* [PAGINA]
-=-=-=-=-

Eene rectorale oratie

De beteekenis der kunst voor den toekomstigen Evangeliedienaar, Rede, uitgesproken bij het overgeven van het Rectoraat, den 16en December 1880, door A. Steketee. Kampen, Zalsman 1881. Prijs 40 cents.


Reeds werd in de vorige aflevering van dit maandschrift door den Schrijver van "Een en ander" op de rede, wier titel wij hierboven afschreven, de aandacht gevestigd 1. Toch kwam het ons voor, dat daardoor dit stukske niet overbodig werd gemaakt. Het bedoelt toch, een beknopt overzicht dezer rede te geven, en enkele vragen en opmerkingen in het midden te brengen, die bij het aandachtig lezen dezer oratie in ons opkwamen. De rede zelve is bovendien, evenals het onderwerp, eene meer opzettelijke bespreking ten volle waard.

Want het is eene schoone rede, deze rede over de Beteekenis der kunst voor den toekomstigen Evangeliedienaar, rijk aan gedachten, in menig opzicht keurig van vorm, en over een onderwerp, dat aller belangstelling verdient en toch zoo weinig bezit. De Schrijver houdt ons ook niet lang op. Na een korte inleiding kondigt hij al spoedig het onderwerp zijner rede aan. Maar reeds terstond rijzen er een tweetal bezwaren. Het eerste, dat eene stof als deze op den "dies natalis" der School niet gepast ware, wordt door het voorbeeld der Grieken, die kunst aan godsdienst paarden en zoo de harmonie zochten van het goddelijke en het menschelijke, spoedig uit den weg geruimd. Het tweede, dat wie onderneemt over de kunst te spreken, zichzelven plaatst voor hare vele gestrenge eischen, moet wijken voor de belangrijkheid der kunst, hare belangrijkheid bovenal, voor wie in het openbaar als spreker 121 optreden moet, voor den toekomstigen Evangeliedienaar. Hem, van wien zooveel wordt verwacht, biedt zij een uitnemend hulpmiddel aan tot zijne vorming en een schat, die, door hem overgedragen, der gemeente tot heil kan verstrekken.

-=-=-=-=-

* [VERPLICHTE OPDRACHT] Vermeld op welke datum de rede werd uitgesproken die in de pagina over de rectorale oratie wordt besproken.

* [FRAGMENT DATASET]
-=-=-=-=-

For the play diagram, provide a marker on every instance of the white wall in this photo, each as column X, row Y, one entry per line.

-=-=-=-=-

* [RESULTAAT OPDRACHT] Op 16 december 1880.